Items from a dataset:
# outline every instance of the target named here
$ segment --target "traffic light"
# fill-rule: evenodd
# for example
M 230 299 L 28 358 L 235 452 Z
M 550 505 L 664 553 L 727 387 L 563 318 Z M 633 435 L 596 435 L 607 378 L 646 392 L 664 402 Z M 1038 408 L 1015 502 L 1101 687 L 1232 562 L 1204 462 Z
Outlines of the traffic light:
---
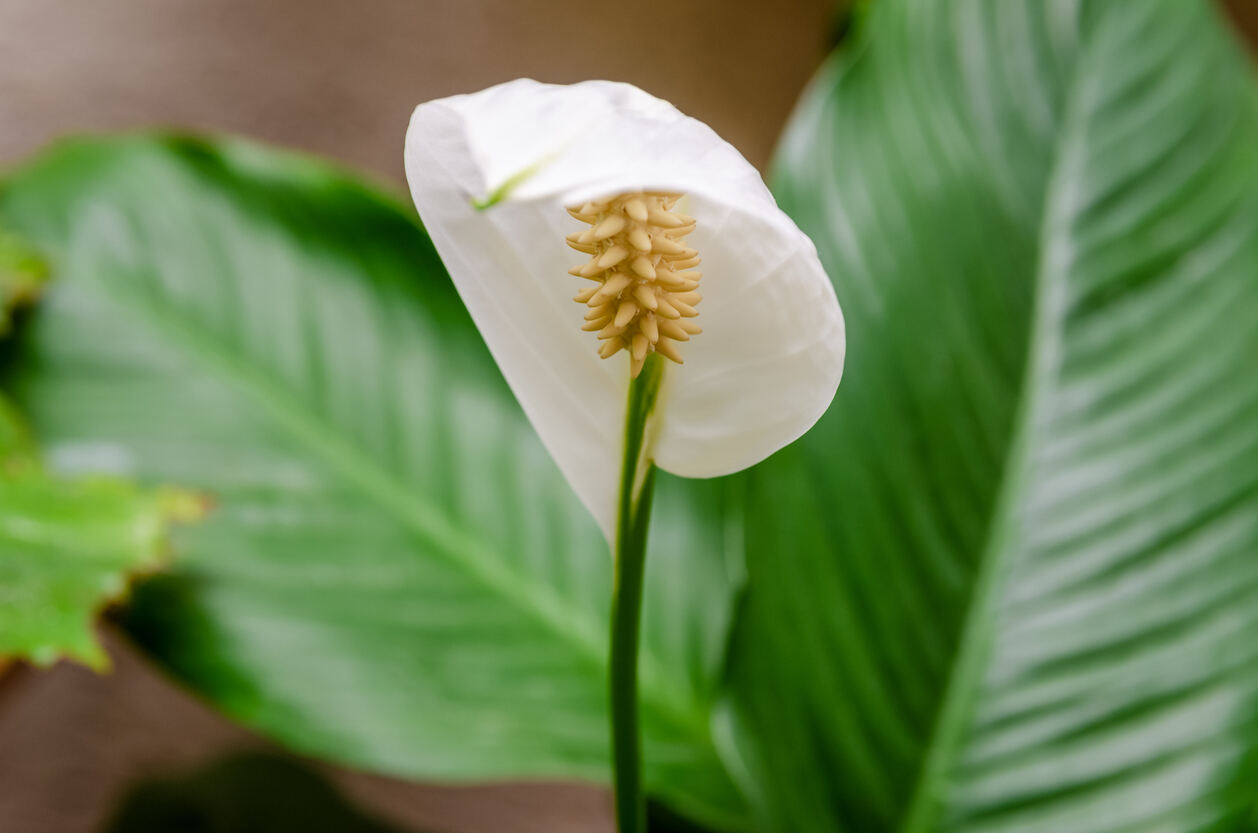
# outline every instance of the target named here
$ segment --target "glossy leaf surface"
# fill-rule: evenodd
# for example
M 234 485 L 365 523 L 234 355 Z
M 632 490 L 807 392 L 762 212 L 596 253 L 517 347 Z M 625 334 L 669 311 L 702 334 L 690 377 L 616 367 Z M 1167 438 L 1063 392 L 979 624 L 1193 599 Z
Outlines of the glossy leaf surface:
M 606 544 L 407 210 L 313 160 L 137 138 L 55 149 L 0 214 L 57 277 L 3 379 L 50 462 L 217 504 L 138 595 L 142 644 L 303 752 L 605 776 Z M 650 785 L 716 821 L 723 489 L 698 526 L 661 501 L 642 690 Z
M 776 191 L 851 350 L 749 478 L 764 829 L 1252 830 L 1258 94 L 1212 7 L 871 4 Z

* _Work to be completed_:
Please report every line among the entries that includes "light".

* _Response to this task_:
$ segment --target "traffic light"
Outlines of the traffic light:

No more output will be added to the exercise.